__Task requirements__
1 – Decide whether each statement agrees with the oliceridine article below. (a) The advisory committee narrowly voted against approving the drug. (b) In the second study, the 0.1-mg dose significantly reduced pain intensity compared to placebo. (c) The drug's effects last 1 to 3 hours. Give yes or no for each, with the deciding words quoted.
2 – According to the oliceridine article below, within how many minutes does the drug's action begin?
3 – Proceed with the oliceridine article below, writing on from its final sentence.

__Selected text__
------------------------------

The US Food and Drug Administration (FDA) has declined to approve the intravenous (IV) opioid oliceridine (Trevena Inc) for the management of moderate to severe acute pain in adults who require an IV opioid.
The Anesthetic and Analgesic Drug Products Advisory Committee narrowly voted against approving oliceridine in October, as reported by Medscape Medical News.
“Consistent with the discussion at the recent Advisory Committee meeting, FDA has requested additional clinical data on QT prolongation and indicated that the submitted safety database is not of adequate size for the proposed dosing. FDA also requested certain additional nonclinical data and validation reports,” the manufacturer said in a news release.
The company said it plans to meet with the FDA soon to develop a path forward for oliceridine.
Oliceridine is a μ-opioid receptor modulator designed to provide analgesia as effectively as morphine with faster onset of action, less respiratory depression, less slowing of gastrointestinal motility, and less sedation compared with morphine. Its onset of action is within 5 minutes, and effects last 1 to 3 hours.
The drug‘s clinical development program included three phase 3 studies in patients after abdominal or bunion surgery, as well as other medical and surgical patients. The drug was compared with placebo and IV morphine.
In the second study, the 0.35- and 0.5-mg doses of oliceridine led to a statistically significant reduction in pain intensity compared to placebo, but the 0.1-mg dose did not. The third study showed that morphine provided greater reduction in pain intensity than the 0.1-mg and 0.35-mg doses of oliceridine, which was statistically significant.

------------------------------

__Entries shown__
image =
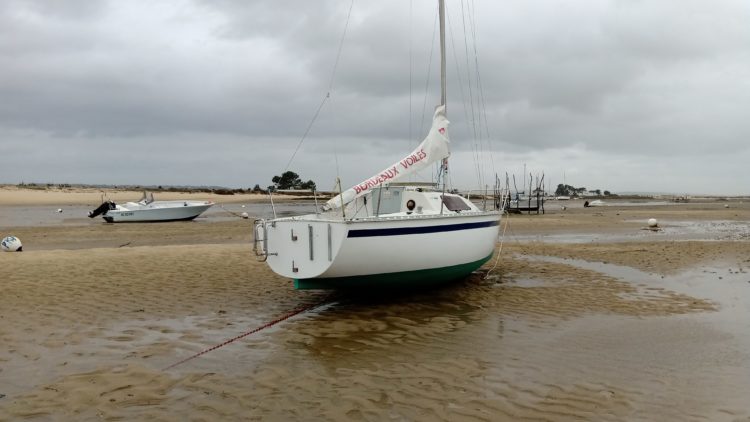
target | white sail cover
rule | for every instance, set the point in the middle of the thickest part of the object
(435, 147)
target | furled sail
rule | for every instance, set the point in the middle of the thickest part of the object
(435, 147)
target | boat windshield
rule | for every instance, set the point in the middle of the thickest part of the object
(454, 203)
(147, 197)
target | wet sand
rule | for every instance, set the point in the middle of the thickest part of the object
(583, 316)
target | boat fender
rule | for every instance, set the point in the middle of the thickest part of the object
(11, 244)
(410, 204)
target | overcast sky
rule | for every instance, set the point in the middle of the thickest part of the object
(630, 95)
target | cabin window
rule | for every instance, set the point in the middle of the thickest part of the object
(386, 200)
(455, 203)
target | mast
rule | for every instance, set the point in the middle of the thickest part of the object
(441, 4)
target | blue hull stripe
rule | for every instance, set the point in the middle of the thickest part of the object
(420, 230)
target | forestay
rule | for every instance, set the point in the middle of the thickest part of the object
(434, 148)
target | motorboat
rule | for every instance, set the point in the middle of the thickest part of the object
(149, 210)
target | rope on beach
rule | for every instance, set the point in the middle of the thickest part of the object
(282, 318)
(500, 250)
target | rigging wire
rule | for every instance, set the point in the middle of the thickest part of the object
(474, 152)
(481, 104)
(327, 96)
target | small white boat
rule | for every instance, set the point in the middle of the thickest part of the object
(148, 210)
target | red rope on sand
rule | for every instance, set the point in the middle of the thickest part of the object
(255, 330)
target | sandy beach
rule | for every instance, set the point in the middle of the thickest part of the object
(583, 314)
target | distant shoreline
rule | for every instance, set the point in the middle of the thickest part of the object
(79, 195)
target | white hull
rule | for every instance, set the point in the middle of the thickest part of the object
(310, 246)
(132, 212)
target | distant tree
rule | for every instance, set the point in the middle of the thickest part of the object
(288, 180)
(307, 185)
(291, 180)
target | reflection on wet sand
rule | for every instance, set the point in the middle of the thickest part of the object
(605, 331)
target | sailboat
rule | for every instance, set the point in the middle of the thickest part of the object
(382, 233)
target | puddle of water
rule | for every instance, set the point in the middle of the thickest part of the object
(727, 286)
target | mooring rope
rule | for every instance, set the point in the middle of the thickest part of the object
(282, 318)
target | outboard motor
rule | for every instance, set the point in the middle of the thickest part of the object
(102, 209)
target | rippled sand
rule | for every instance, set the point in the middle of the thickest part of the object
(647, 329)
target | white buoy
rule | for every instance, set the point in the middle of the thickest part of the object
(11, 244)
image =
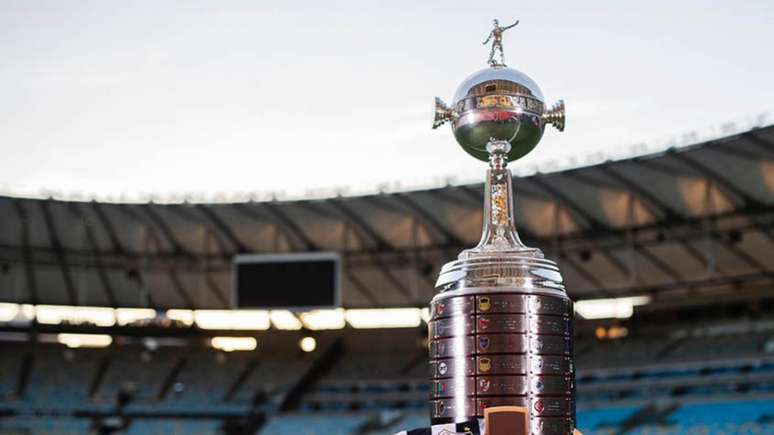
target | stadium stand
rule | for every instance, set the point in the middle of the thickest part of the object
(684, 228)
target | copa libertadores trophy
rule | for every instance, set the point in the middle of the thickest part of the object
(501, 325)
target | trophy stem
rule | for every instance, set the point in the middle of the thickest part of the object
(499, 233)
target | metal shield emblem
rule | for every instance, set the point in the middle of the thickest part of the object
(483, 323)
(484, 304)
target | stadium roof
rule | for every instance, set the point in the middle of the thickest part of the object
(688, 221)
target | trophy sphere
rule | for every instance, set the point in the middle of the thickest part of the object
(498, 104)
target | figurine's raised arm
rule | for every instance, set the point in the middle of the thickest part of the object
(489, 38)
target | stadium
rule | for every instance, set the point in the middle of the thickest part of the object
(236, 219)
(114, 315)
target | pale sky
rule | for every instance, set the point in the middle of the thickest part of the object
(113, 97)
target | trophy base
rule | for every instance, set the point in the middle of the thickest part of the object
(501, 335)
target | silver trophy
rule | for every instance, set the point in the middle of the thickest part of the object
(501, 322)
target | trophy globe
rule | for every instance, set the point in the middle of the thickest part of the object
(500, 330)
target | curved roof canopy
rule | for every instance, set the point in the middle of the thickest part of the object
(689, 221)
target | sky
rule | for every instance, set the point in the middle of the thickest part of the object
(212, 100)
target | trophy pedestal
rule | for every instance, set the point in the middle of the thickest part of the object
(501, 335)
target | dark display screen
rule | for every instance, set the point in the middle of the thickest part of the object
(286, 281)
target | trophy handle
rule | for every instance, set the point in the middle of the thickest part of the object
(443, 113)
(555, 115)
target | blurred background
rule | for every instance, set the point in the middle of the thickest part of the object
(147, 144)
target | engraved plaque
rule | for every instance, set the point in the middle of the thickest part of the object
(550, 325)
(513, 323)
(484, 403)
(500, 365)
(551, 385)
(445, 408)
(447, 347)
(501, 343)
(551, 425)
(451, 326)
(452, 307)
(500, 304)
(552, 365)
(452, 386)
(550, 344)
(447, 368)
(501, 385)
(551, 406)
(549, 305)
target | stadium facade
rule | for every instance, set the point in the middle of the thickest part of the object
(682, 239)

------------------------------

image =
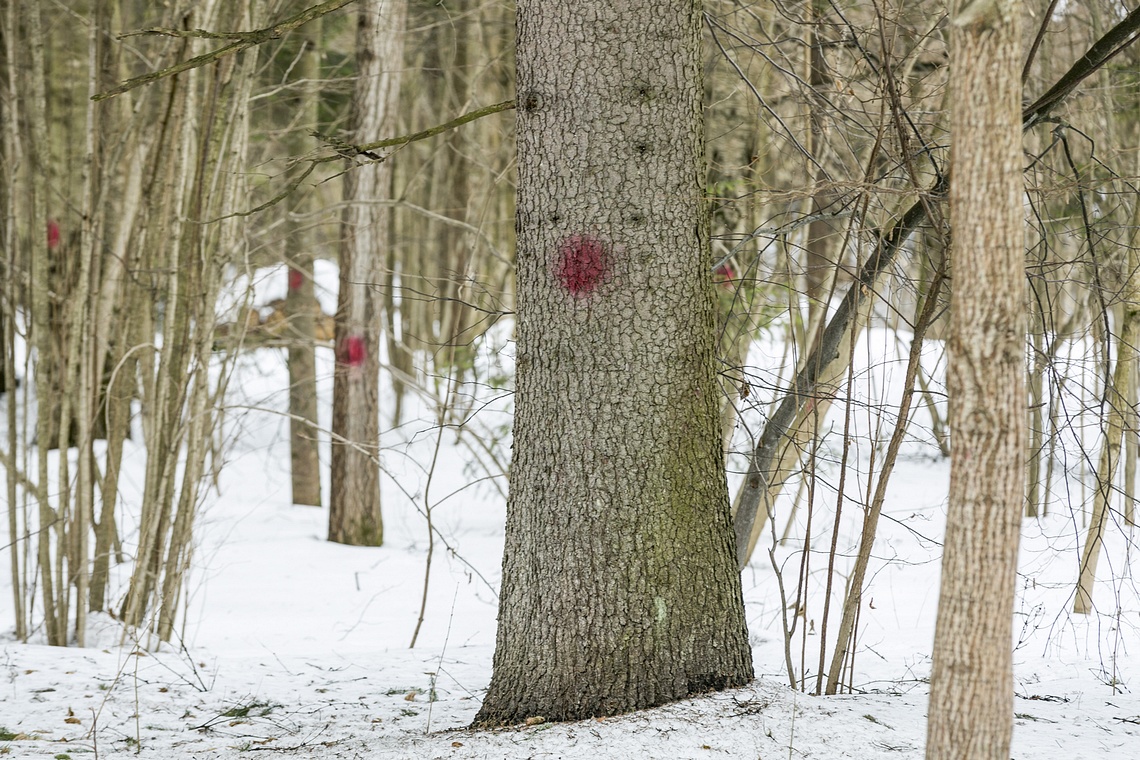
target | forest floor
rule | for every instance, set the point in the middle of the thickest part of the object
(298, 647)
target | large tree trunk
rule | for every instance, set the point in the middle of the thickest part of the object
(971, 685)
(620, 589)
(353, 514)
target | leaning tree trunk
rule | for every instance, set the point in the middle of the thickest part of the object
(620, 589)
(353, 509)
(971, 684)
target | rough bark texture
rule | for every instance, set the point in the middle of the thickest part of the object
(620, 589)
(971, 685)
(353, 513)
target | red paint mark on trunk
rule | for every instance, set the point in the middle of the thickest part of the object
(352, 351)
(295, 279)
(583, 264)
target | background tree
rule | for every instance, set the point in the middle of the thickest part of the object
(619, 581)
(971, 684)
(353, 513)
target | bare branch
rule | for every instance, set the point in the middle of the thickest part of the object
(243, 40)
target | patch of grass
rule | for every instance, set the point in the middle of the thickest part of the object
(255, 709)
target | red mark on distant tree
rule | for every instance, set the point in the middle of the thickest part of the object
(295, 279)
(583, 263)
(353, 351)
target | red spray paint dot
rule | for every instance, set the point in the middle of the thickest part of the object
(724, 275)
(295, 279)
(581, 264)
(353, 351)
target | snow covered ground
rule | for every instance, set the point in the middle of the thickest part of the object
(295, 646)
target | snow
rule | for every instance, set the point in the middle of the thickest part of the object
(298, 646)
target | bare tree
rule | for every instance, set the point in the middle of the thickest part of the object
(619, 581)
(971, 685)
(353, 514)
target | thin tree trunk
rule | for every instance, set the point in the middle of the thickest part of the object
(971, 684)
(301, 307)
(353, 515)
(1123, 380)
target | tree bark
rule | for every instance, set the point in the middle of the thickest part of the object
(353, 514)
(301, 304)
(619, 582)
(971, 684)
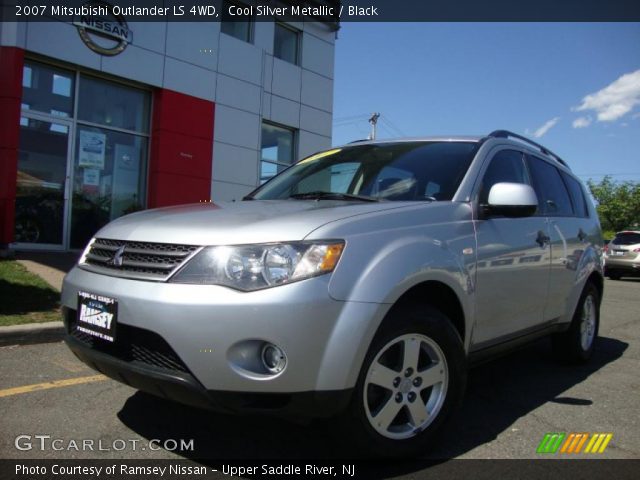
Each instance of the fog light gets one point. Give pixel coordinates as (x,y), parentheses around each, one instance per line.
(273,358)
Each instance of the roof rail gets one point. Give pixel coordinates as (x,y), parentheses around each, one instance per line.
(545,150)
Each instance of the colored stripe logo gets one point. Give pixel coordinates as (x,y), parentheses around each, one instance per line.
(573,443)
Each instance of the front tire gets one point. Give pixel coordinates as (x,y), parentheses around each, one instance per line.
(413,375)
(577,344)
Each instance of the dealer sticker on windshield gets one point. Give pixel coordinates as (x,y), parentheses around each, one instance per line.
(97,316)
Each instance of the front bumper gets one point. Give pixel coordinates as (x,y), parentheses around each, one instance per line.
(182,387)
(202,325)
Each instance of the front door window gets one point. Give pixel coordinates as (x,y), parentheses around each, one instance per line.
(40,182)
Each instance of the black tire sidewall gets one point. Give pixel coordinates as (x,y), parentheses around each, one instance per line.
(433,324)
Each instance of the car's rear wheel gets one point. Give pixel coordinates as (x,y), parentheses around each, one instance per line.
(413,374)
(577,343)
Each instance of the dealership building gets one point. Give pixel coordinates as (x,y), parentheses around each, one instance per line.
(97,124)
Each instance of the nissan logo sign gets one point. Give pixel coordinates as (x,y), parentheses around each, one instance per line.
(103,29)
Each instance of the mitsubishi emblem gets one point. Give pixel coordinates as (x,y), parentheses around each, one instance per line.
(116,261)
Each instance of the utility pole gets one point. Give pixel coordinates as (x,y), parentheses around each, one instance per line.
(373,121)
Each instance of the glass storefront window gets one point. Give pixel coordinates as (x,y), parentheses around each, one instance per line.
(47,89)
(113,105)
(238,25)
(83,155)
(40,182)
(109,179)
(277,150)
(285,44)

------------------------------

__Task results__
1 –
(a) Yes: "narrowly voted against approving oliceridine in October"
(b) No: "but the 0.1-mg dose did not"
(c) Yes: "effects last 1 to 3 hours"

2 – Within 5 minutes.

3 –
According to the FDA, none of the oliceridine treatment arms experienced a significant reduction in the expected cumulative duration of respiratory safety events compared to morphine. There were trends toward decreased respiratory events with oliceridine relative to morphine for some safety parameters, although this was not consistent across all parameters, the FDA concluded.
“The problem with this drug is that it’s not a substantial improvement over what we have now,” commented Raeford Brown Jr, MD, from University of Kentucky, Lexington, who chaired the advisory committee meeting on oliceridine.
Brown called oliceridine “a disappointment” and said he was “surprised” that the advisory committee vote on oliceridine was so narrow.
In the news release, Mark Demitrack, MD, Trevena senior vice president and chief medical officer, said, “Developing a novel chemical entity is complex, and we believe the data we have to support oliceridine advances the pharmacology of acute pain therapeutics. We were encouraged by the discussion at the Advisory Committee meeting and look forward to continuing a productive dialogue with FDA.”